• Exercise aim: Below are records. Transcribe exactly the lines from the one that contains "Target: grey tarpaulin" through the last line, leaving any pictures out.

■ ■ ■ ■

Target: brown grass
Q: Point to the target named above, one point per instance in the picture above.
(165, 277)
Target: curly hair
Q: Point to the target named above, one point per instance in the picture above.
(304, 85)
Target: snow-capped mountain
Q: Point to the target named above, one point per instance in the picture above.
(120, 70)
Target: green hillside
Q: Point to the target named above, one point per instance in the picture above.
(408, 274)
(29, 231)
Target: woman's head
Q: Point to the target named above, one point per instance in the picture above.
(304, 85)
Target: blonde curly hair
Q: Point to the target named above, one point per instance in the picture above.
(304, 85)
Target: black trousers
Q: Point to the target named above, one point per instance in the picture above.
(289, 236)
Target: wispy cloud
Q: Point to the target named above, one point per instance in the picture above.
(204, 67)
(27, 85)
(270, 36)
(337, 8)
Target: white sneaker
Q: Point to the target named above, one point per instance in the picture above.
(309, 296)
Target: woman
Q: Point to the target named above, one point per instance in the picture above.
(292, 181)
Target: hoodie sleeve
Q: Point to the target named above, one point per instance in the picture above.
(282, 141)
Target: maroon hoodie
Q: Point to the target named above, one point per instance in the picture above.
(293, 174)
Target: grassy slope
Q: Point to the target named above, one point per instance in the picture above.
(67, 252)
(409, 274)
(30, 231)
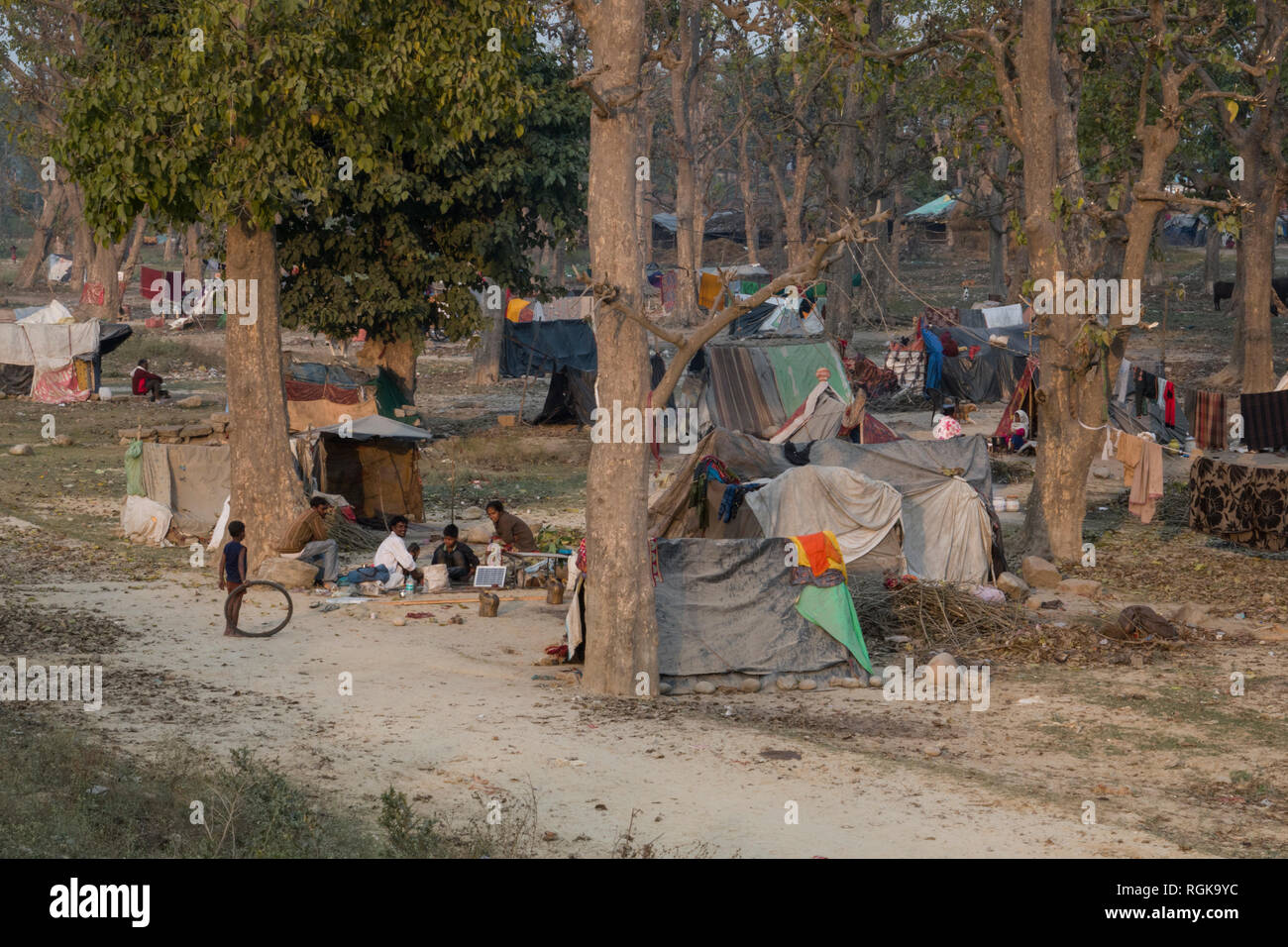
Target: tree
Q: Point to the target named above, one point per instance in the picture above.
(1252, 120)
(366, 262)
(231, 112)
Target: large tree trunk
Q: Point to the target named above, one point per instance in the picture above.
(266, 492)
(95, 268)
(747, 188)
(1052, 523)
(54, 198)
(132, 257)
(621, 634)
(687, 241)
(398, 357)
(1211, 258)
(840, 183)
(192, 264)
(644, 188)
(485, 368)
(1258, 243)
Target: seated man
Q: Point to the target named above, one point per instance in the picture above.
(456, 556)
(395, 556)
(143, 381)
(945, 425)
(307, 540)
(510, 531)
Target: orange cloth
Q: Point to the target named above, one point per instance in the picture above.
(514, 309)
(819, 551)
(1128, 451)
(708, 290)
(1147, 484)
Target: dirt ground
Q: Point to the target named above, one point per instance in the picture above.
(456, 714)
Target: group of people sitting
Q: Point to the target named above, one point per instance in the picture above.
(395, 561)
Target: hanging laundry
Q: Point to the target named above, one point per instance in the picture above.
(1210, 429)
(1129, 449)
(1124, 381)
(819, 552)
(733, 497)
(1189, 398)
(1265, 420)
(1146, 486)
(1108, 450)
(1145, 388)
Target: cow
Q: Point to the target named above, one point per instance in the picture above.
(1224, 289)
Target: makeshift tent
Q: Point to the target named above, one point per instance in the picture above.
(321, 412)
(778, 316)
(53, 315)
(726, 611)
(536, 348)
(166, 283)
(570, 308)
(993, 369)
(1022, 398)
(993, 317)
(949, 532)
(862, 512)
(191, 480)
(755, 384)
(51, 363)
(374, 464)
(1241, 497)
(930, 221)
(318, 394)
(571, 398)
(523, 311)
(58, 268)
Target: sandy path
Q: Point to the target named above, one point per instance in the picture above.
(447, 711)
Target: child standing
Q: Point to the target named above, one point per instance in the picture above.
(232, 571)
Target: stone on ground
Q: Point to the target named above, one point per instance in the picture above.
(290, 573)
(1039, 574)
(1086, 587)
(1013, 586)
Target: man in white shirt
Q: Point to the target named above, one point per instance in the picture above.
(395, 556)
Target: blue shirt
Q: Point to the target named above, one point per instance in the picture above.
(232, 562)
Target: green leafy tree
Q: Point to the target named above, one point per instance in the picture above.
(366, 262)
(233, 112)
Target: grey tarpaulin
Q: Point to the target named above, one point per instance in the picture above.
(537, 348)
(728, 605)
(995, 371)
(910, 467)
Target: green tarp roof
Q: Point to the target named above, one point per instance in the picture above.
(938, 206)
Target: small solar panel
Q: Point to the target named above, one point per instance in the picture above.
(489, 577)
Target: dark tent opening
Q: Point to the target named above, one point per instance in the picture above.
(570, 399)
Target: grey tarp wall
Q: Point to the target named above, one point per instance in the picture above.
(910, 467)
(995, 371)
(536, 348)
(191, 479)
(726, 608)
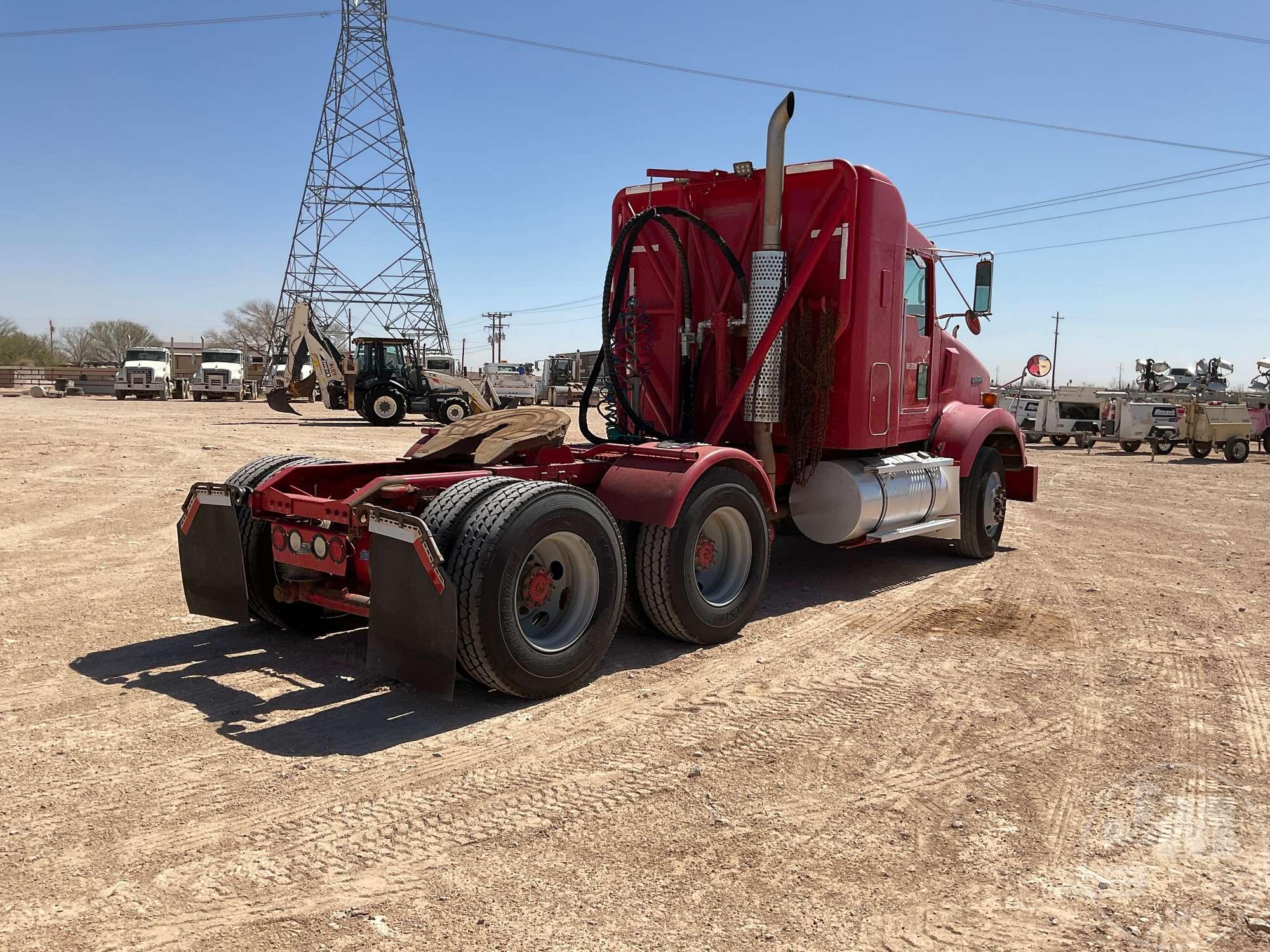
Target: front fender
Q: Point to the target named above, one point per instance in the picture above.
(965, 428)
(652, 487)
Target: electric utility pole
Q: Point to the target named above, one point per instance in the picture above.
(1053, 364)
(497, 336)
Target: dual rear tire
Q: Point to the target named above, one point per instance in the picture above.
(544, 574)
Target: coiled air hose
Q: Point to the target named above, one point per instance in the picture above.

■ ■ ■ ■

• Task answer:
Target: grey tarpaulin
Q: Point to the target named above, one point per instance in the picture above.
(537, 348)
(728, 605)
(995, 371)
(910, 467)
Target: green tarp roof
Q: Point to the target named above, one point per instance in the picture above.
(938, 206)
Target: small solar panel
Q: Point to the target named above, one point per instance in the picture above.
(489, 577)
Target: dark tent opening
Q: Point to the target named above, one point per instance in the picture above.
(570, 399)
Target: grey tarp wall
Q: Point to the target named above, one point per instance in the picture above.
(910, 467)
(995, 371)
(536, 348)
(191, 479)
(726, 608)
Target: front fender
Q: Point to the target named above, one point per instance in the picture above.
(965, 428)
(652, 487)
Target: electric utility pole
Q: Point to the target named above, one point per instance in the picture above.
(1053, 364)
(497, 336)
Target: dual rear tire
Q: Point to the target named above, one point per instance in the picture above.
(544, 574)
Target: coiled air hose
Q: Point to the target named above, one point per instance in the picture above.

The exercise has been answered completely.